## [INSTRUCTIONS TO FOLLOW]
Where does the string "asked" appear in the material? Copy each line that holds it.

GIVEN DATA START

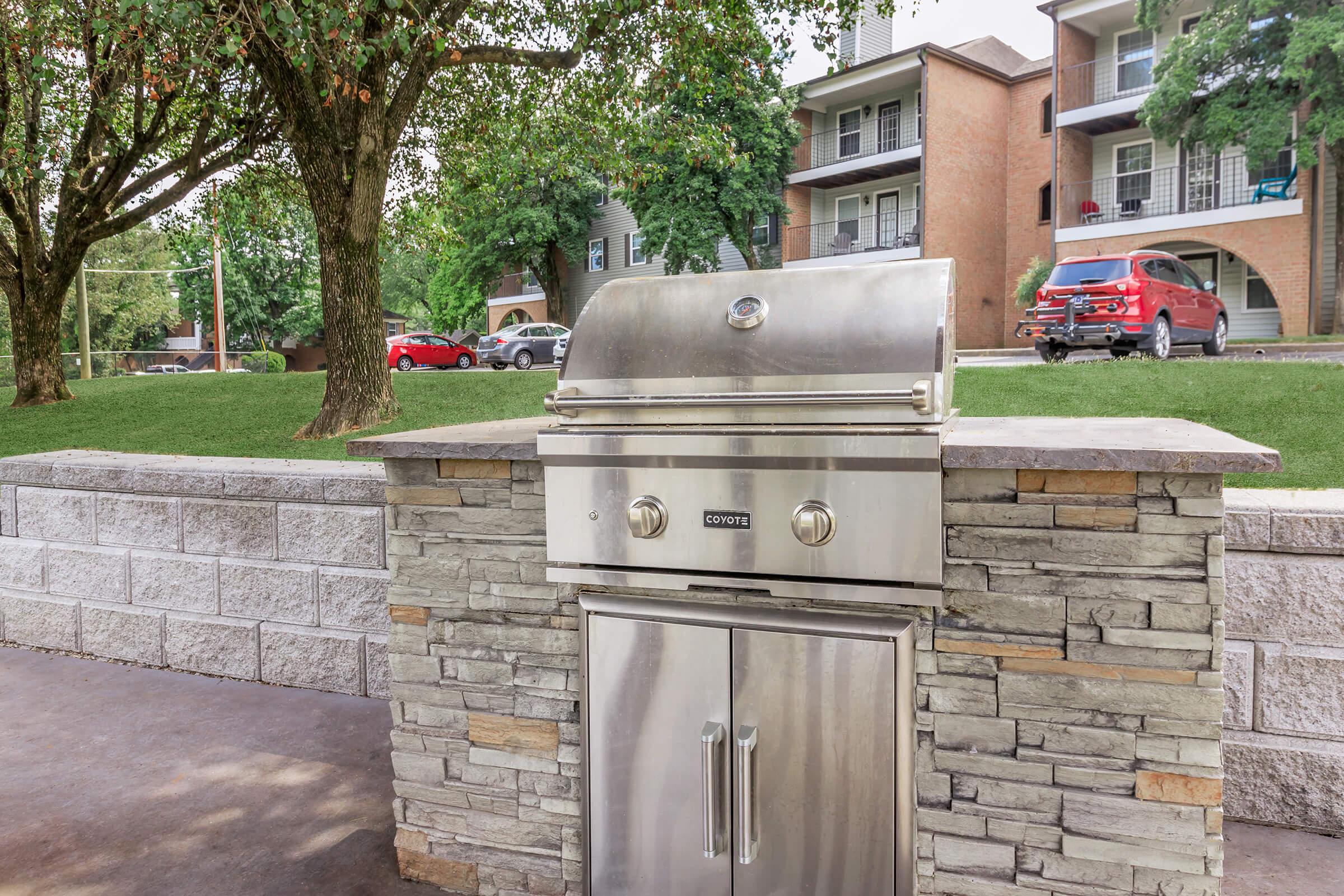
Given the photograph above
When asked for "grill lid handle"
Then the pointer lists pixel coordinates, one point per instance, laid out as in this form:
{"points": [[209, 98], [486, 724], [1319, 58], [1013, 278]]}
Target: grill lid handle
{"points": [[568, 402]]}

GIVEN DATA END
GIVEN DATA START

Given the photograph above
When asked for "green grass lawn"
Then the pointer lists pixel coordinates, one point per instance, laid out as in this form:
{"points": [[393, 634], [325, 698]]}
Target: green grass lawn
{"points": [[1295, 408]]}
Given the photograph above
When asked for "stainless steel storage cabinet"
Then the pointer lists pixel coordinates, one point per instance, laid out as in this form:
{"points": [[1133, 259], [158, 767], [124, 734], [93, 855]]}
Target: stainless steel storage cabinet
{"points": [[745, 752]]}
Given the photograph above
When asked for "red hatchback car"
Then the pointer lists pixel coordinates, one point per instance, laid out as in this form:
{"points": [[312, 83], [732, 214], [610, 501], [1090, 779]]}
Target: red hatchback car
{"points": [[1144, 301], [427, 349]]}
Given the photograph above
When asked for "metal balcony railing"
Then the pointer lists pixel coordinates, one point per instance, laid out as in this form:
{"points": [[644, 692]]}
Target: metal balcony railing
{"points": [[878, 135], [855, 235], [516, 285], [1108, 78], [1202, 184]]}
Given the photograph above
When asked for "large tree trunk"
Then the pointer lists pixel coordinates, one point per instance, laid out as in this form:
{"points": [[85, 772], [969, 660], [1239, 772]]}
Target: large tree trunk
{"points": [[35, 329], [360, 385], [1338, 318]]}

GIVEN DATA END

## [TASK ANSWER]
When asked for "grill lid handle"
When asked for "green grass lawn"
When asked for "stainless steel storage cabinet"
When asked for "red hatchback car"
When asked for "metal balcony railing"
When asked for "large tree trunk"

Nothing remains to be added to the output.